▶ **Data extracted from a collection**:
——————————

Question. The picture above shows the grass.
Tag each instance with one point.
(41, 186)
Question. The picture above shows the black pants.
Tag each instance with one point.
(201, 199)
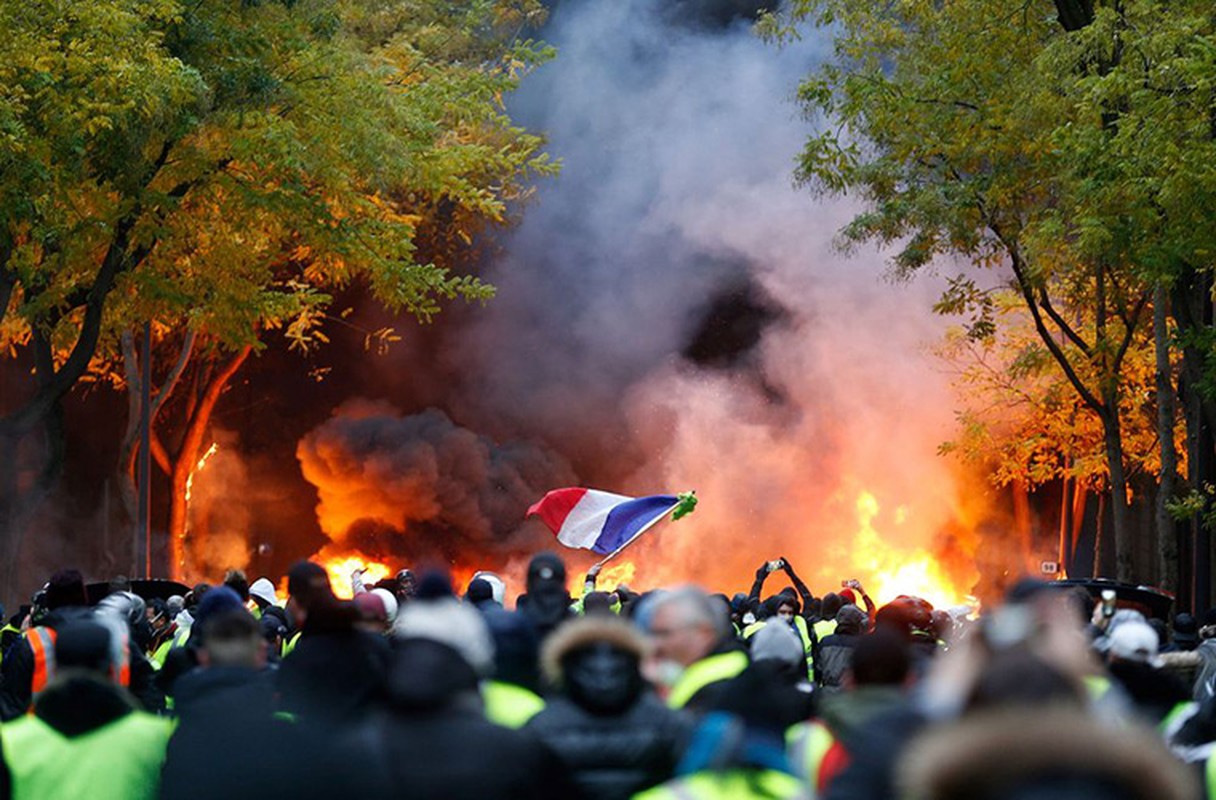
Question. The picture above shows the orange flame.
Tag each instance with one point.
(611, 576)
(202, 462)
(888, 572)
(339, 573)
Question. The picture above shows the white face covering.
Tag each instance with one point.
(666, 672)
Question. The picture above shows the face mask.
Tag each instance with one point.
(668, 672)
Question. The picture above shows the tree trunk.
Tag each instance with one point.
(186, 458)
(1166, 413)
(1120, 516)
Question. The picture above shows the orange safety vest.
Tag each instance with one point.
(41, 642)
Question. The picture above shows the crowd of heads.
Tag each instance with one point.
(1054, 693)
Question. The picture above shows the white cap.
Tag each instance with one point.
(497, 589)
(264, 590)
(452, 624)
(1135, 641)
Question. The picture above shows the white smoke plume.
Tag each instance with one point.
(679, 144)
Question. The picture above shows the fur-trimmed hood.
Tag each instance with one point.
(995, 751)
(583, 632)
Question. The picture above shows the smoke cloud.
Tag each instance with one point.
(671, 315)
(420, 488)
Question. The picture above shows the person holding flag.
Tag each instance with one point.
(606, 523)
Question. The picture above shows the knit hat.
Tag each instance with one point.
(264, 590)
(217, 601)
(850, 620)
(479, 591)
(389, 601)
(1186, 629)
(371, 607)
(778, 642)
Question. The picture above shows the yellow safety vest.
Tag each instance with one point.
(727, 784)
(510, 705)
(825, 627)
(806, 744)
(290, 644)
(703, 672)
(117, 761)
(803, 632)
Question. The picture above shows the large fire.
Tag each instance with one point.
(884, 568)
(888, 572)
(341, 568)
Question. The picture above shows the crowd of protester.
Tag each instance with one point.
(416, 689)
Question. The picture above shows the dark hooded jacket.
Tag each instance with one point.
(549, 602)
(226, 716)
(834, 654)
(608, 728)
(433, 742)
(336, 672)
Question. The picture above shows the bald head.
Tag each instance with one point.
(687, 625)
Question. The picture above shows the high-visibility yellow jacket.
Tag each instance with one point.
(117, 761)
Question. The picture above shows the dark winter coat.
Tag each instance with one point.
(433, 742)
(612, 758)
(17, 670)
(834, 658)
(333, 675)
(1153, 692)
(229, 744)
(609, 731)
(1041, 754)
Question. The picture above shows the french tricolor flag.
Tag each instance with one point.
(600, 520)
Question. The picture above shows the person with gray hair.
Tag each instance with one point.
(694, 652)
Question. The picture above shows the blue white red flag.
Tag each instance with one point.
(600, 520)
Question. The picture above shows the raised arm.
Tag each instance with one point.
(758, 586)
(799, 586)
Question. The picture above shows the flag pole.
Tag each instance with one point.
(681, 501)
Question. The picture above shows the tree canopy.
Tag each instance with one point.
(221, 167)
(1073, 153)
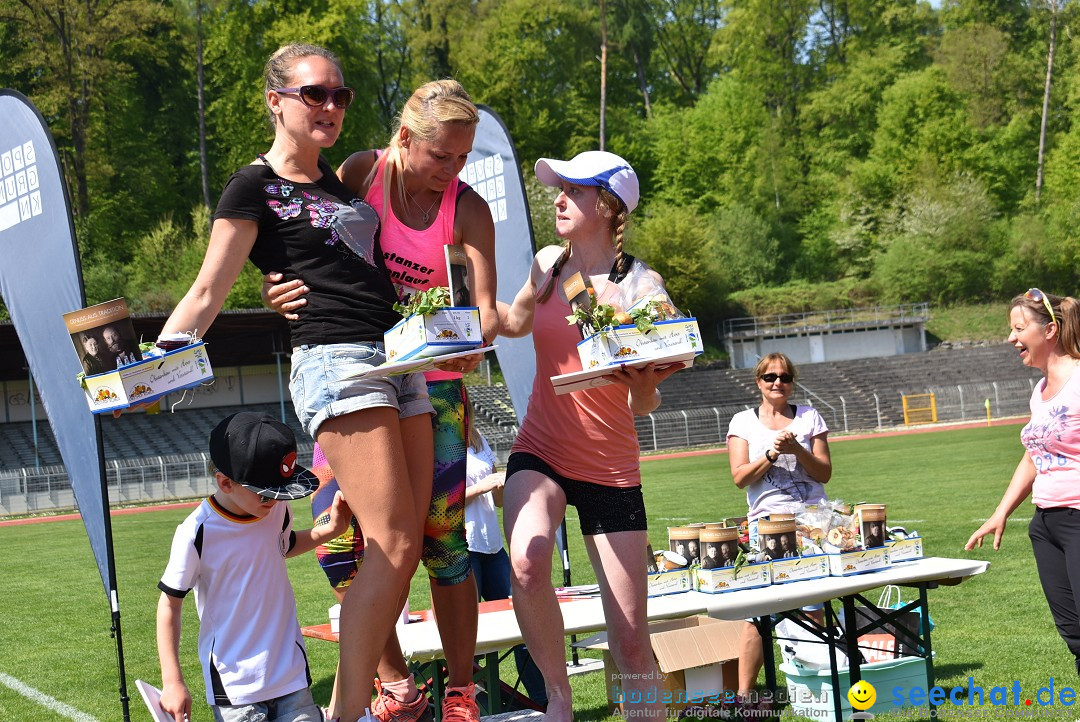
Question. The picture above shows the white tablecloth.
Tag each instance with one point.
(498, 630)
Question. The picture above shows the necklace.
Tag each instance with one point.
(426, 214)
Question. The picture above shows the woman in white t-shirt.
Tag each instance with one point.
(1045, 330)
(779, 453)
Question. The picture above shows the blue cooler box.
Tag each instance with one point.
(810, 691)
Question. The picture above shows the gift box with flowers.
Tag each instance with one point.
(854, 539)
(630, 321)
(159, 372)
(432, 327)
(669, 573)
(729, 564)
(795, 555)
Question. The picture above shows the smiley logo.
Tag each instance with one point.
(862, 695)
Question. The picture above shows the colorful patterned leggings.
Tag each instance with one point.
(445, 552)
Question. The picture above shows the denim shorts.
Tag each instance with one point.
(323, 385)
(294, 707)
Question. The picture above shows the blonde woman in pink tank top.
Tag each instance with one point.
(580, 449)
(1045, 331)
(422, 207)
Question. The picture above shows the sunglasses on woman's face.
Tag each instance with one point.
(315, 96)
(1039, 297)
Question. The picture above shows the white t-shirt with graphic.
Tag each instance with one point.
(1052, 439)
(786, 484)
(250, 642)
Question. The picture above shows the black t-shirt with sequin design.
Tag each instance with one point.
(322, 233)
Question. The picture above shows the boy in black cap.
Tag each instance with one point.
(231, 550)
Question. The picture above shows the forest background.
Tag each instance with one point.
(794, 154)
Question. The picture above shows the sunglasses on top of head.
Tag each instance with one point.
(315, 96)
(1039, 297)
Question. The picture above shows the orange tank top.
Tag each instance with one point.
(586, 435)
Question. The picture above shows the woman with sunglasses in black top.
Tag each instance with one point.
(287, 210)
(779, 453)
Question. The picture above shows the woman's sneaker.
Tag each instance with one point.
(388, 708)
(459, 705)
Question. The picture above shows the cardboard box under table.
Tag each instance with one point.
(149, 379)
(697, 655)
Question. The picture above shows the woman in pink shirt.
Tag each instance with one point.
(1045, 330)
(580, 449)
(422, 207)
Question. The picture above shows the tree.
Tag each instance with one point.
(686, 37)
(1054, 7)
(534, 62)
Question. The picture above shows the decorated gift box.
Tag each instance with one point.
(670, 582)
(796, 569)
(444, 330)
(667, 573)
(149, 379)
(904, 549)
(731, 579)
(860, 561)
(619, 344)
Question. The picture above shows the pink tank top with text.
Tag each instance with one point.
(1052, 439)
(415, 259)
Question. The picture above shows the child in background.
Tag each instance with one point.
(231, 550)
(490, 564)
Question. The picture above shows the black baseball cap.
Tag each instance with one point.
(258, 452)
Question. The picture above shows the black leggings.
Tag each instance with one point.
(1055, 540)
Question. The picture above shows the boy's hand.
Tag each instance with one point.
(340, 515)
(176, 700)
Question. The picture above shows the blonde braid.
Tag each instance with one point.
(607, 202)
(1069, 312)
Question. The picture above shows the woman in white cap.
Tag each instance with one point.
(581, 449)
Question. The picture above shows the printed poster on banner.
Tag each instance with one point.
(19, 193)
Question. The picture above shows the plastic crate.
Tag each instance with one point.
(810, 691)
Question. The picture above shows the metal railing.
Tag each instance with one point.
(164, 478)
(810, 321)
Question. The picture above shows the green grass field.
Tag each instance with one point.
(995, 628)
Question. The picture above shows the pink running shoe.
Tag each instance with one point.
(461, 707)
(387, 708)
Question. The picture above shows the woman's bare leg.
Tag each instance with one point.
(751, 658)
(619, 560)
(532, 509)
(378, 460)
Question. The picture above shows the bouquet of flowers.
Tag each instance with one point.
(424, 301)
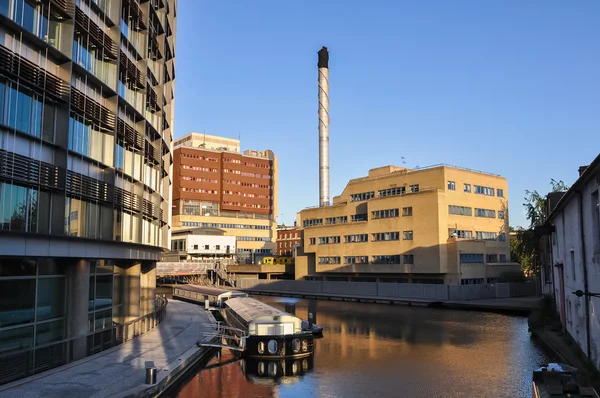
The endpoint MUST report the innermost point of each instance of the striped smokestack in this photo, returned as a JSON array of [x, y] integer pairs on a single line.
[[323, 65]]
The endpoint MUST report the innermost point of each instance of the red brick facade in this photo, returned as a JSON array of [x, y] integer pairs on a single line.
[[287, 239], [237, 182]]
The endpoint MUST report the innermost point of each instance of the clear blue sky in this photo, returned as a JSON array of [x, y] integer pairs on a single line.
[[511, 87]]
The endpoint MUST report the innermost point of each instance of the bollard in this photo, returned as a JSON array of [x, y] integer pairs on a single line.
[[151, 375]]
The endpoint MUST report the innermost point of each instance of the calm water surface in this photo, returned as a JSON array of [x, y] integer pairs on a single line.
[[376, 350]]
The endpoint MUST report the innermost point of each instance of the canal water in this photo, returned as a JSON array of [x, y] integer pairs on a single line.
[[377, 350]]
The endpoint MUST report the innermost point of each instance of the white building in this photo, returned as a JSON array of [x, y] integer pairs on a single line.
[[575, 222], [203, 244]]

——————————

Say how many lines of the data above include the word "black", and add nothing further.

▶ **Written solution**: 6